--- start RECORD EXTRACTS ---

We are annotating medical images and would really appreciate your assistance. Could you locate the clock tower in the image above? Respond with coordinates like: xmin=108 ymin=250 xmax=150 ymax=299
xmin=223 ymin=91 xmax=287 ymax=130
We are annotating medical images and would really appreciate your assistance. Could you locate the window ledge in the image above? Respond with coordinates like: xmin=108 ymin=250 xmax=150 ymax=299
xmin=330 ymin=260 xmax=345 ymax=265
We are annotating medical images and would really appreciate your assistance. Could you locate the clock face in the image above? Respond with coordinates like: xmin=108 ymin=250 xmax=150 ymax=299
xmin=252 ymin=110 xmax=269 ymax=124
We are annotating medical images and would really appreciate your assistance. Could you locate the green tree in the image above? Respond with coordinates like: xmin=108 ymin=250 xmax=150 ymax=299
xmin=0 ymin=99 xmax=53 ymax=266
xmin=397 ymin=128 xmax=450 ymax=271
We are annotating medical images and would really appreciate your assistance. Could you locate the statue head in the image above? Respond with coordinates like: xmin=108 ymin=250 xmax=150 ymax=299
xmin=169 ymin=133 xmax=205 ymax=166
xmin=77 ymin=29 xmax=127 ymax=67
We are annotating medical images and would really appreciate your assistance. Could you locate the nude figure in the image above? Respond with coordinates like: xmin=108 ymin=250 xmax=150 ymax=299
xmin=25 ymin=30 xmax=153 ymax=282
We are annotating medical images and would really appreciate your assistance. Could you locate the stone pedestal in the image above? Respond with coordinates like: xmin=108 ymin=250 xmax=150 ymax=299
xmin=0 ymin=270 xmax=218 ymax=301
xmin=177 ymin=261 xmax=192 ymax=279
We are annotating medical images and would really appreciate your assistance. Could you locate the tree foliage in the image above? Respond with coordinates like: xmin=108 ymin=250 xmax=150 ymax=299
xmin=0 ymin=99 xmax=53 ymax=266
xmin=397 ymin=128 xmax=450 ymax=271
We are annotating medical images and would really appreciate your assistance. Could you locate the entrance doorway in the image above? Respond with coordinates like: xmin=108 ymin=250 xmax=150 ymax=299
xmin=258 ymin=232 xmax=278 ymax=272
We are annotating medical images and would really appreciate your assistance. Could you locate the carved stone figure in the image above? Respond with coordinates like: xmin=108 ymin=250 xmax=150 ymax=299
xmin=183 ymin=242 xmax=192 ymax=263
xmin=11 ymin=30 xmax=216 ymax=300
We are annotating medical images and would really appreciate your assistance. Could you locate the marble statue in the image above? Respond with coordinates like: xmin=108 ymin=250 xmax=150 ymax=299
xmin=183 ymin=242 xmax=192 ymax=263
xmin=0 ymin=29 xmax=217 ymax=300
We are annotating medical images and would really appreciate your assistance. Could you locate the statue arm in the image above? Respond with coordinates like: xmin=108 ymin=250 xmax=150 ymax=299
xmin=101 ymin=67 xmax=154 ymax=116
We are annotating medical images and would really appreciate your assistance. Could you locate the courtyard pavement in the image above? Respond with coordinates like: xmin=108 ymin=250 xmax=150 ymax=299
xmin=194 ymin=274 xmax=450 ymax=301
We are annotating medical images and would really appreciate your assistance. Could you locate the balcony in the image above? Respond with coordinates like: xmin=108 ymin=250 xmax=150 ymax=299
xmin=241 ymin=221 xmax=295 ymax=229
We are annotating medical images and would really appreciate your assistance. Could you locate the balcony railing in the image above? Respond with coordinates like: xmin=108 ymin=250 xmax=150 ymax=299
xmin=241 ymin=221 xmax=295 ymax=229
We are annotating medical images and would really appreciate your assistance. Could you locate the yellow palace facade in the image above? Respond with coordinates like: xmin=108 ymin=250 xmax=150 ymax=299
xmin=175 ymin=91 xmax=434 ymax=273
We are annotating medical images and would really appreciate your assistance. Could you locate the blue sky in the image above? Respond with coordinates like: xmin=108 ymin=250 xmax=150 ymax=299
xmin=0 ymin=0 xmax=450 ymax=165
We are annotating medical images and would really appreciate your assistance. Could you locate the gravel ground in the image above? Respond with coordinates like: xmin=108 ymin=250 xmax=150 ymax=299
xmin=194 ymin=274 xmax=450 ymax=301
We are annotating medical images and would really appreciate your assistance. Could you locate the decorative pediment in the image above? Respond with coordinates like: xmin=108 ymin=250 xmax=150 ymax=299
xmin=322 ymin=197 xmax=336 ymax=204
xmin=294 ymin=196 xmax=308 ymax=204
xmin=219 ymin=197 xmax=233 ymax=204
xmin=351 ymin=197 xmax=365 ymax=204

--- end RECORD EXTRACTS ---

From the material above, select each line containing the word "clock" and copy it in full.

We are annotating medical images and would really appreciate your assistance. Could you locate the clock tower in the image above? Respond with coordinates like: xmin=108 ymin=250 xmax=150 ymax=299
We are annotating medical images and would really appreciate your assistance. Could you locate the clock face in the image above? Respond with coordinates like: xmin=108 ymin=250 xmax=150 ymax=299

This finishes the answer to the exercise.